# [EXERCISE DESCRIPTION]
Locate the line that contains "Task: given an image, locate the stone cross". Print it and every subsequent line through the final line of the records, exactly and only those.
>>>
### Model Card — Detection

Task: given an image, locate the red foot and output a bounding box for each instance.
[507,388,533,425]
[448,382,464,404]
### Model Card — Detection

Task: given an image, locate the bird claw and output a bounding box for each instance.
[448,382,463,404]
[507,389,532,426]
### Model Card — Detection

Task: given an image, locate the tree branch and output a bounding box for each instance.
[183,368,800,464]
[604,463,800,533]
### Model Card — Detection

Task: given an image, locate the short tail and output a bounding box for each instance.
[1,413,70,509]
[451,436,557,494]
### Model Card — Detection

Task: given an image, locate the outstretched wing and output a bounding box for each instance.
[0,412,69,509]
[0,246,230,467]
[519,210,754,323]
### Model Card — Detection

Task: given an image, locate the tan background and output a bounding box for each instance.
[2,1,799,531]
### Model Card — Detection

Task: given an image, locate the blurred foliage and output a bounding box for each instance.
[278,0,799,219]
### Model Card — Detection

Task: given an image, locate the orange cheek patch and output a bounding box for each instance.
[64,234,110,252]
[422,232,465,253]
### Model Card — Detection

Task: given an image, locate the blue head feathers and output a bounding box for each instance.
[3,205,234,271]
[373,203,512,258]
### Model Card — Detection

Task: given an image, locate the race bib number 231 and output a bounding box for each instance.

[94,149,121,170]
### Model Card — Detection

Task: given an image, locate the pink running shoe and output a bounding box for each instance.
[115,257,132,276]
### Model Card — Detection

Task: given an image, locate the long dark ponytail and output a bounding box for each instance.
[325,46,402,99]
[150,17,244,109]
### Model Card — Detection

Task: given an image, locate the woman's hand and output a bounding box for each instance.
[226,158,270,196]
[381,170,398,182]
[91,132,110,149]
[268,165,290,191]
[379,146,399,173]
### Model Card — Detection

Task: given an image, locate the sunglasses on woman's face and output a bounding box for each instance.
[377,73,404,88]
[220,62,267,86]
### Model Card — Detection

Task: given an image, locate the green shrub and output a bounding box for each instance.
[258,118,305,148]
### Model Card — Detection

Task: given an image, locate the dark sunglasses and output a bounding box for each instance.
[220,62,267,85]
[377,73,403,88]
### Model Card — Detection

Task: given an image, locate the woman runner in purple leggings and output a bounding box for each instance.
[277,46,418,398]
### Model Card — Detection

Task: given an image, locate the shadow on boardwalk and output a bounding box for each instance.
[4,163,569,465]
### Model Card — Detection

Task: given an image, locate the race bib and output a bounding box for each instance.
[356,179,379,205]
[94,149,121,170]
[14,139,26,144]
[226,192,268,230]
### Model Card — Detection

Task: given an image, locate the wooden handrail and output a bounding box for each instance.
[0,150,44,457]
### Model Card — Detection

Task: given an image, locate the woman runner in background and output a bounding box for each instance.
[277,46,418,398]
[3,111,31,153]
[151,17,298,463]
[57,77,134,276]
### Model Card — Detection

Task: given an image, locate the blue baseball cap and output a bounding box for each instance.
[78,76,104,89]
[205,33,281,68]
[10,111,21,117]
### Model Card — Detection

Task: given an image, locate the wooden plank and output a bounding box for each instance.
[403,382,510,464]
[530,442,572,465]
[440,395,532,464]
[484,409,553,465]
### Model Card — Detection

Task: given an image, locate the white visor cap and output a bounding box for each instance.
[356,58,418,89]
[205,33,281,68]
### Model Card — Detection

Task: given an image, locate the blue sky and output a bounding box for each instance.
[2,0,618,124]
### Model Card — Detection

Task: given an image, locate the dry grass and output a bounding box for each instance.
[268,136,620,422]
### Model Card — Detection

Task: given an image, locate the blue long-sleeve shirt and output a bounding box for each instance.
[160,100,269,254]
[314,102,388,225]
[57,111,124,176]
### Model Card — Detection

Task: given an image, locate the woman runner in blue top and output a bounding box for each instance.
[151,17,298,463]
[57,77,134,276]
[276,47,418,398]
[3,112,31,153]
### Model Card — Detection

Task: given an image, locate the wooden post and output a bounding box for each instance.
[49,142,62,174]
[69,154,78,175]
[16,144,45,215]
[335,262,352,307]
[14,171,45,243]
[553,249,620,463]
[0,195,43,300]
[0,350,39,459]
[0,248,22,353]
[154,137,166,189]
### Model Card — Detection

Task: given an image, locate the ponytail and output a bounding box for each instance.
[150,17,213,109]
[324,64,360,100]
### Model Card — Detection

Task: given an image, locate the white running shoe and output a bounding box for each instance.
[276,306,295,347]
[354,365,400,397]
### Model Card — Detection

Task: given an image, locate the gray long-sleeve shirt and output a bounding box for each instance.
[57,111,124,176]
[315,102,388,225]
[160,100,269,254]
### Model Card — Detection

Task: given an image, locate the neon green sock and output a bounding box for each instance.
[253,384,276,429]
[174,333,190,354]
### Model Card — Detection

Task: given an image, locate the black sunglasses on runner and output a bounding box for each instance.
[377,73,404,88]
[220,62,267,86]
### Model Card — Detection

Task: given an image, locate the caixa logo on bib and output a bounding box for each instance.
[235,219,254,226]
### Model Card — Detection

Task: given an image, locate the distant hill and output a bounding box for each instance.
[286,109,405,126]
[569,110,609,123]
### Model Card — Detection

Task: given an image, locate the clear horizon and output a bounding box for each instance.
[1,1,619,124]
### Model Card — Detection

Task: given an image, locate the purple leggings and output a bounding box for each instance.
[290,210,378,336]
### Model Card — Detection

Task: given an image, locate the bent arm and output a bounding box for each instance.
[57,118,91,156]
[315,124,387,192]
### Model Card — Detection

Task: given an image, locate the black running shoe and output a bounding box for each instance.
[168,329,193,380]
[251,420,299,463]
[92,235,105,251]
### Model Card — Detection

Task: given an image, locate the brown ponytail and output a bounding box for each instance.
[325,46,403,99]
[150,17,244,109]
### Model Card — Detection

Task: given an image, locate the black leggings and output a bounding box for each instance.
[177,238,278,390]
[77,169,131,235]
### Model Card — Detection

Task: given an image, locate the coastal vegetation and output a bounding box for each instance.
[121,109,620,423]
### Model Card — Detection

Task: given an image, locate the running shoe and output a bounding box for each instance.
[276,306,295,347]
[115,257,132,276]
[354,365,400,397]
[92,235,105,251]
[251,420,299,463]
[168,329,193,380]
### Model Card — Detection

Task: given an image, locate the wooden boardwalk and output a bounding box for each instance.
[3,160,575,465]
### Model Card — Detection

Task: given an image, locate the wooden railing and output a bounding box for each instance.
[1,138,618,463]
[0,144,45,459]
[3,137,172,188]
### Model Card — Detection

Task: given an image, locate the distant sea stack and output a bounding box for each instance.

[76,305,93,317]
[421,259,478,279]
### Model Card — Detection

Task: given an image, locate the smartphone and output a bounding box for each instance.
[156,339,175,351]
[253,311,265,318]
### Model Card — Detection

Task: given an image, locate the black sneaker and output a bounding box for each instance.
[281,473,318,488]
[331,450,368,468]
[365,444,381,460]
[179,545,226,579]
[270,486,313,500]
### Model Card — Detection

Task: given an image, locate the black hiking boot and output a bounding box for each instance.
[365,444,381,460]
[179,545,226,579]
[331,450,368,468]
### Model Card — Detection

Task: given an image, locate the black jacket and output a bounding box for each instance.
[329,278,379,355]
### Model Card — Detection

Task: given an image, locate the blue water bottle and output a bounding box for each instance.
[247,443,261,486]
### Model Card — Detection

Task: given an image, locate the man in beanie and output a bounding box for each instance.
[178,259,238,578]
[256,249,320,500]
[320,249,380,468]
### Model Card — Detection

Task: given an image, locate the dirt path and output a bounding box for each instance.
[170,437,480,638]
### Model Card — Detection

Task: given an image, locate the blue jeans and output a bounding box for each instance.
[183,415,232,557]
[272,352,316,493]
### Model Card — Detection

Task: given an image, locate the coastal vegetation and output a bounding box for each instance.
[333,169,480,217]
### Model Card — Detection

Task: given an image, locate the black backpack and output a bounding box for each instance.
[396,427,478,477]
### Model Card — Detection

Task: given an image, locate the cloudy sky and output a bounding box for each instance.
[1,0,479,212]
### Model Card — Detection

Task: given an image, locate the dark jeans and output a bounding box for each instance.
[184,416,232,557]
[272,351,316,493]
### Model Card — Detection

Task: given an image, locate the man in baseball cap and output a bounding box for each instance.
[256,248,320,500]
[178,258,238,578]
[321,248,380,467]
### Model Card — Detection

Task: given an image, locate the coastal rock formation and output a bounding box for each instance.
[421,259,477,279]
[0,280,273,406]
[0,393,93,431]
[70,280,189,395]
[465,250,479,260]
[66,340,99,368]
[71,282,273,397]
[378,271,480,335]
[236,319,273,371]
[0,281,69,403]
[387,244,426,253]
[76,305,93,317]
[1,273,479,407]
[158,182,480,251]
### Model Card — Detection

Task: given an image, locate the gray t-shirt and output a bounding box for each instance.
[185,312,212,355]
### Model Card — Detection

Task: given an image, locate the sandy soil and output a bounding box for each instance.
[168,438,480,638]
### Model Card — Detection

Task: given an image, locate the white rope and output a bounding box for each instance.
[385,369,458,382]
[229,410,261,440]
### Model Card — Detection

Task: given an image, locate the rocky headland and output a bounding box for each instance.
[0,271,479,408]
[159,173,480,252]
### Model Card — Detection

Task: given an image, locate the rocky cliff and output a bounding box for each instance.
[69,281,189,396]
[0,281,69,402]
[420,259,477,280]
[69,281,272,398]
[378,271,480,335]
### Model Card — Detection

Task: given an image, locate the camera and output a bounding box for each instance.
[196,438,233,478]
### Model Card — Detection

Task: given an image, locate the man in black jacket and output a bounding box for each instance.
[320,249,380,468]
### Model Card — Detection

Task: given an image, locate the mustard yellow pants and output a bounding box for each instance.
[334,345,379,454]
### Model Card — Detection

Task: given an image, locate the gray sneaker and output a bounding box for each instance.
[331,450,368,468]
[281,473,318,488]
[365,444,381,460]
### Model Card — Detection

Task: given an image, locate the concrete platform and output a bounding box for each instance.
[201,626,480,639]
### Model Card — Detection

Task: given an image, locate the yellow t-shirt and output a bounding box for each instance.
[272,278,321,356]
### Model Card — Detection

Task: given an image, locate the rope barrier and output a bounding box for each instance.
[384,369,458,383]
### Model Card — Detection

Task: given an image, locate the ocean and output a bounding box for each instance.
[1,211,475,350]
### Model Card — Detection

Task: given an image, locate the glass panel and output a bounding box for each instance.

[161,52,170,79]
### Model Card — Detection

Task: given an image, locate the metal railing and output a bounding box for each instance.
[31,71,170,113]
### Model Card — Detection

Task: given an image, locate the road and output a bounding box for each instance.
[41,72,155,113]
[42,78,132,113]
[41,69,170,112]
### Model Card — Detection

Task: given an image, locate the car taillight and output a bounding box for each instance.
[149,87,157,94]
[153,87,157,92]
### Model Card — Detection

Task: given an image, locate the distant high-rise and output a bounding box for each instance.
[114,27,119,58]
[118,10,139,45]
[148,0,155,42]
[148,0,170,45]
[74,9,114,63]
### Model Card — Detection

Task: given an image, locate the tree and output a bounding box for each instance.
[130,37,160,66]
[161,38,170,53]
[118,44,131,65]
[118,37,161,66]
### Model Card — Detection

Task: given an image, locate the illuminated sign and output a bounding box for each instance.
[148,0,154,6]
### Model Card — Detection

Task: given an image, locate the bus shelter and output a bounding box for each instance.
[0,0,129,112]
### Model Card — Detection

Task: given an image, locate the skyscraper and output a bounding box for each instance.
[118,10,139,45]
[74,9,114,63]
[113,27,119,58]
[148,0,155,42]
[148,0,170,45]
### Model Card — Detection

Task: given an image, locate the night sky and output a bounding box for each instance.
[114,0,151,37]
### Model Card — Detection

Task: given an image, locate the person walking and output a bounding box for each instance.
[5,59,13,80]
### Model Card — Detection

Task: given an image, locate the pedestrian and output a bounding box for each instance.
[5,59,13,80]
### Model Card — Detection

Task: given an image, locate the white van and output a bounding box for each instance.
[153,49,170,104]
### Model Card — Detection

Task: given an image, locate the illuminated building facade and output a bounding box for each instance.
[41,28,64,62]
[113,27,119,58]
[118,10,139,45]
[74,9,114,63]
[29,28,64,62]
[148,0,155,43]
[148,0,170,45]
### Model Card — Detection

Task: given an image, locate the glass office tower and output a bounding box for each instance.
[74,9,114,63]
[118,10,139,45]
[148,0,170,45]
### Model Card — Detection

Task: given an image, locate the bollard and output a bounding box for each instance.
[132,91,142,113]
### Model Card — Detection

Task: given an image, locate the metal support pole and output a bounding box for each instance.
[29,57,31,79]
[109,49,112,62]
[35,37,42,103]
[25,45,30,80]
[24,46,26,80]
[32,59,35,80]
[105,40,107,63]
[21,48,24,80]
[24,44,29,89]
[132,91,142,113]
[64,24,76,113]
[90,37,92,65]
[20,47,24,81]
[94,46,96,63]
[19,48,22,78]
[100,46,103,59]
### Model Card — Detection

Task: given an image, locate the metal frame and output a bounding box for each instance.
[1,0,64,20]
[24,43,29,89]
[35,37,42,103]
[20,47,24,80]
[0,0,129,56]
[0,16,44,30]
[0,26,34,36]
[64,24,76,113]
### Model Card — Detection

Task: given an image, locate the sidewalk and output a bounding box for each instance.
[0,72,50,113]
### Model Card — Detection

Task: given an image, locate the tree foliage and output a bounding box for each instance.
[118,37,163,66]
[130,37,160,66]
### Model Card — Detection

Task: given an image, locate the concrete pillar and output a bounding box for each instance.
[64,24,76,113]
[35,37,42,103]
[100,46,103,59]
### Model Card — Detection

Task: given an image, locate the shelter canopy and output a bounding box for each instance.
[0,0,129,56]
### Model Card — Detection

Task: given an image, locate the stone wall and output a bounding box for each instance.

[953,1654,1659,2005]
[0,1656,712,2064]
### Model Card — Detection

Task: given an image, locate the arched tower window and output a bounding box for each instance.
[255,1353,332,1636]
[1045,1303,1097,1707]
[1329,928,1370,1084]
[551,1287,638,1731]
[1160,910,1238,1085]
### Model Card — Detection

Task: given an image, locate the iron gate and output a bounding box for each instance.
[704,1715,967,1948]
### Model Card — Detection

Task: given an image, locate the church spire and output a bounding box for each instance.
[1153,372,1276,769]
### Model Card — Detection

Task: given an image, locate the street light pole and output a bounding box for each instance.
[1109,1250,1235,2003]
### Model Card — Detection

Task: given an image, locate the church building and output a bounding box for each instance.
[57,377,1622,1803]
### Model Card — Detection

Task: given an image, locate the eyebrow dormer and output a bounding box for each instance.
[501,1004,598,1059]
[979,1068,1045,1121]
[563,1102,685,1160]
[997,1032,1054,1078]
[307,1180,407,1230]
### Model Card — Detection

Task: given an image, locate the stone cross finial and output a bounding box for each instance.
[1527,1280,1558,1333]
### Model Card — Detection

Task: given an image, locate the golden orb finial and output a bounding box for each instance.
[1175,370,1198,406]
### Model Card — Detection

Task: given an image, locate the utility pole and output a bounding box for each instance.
<<<
# [FINISHED TASK]
Task: given an image, locate the stone cross finial and output a bounding box for each instance.
[1527,1280,1558,1333]
### Model Card — Detection

Task: given an image, locate the golden orb finial and output a bounding box for each instance.
[1175,370,1198,406]
### Model Card — Detection

Task: given an image, locate the utility pole and output a bounding box for each instance.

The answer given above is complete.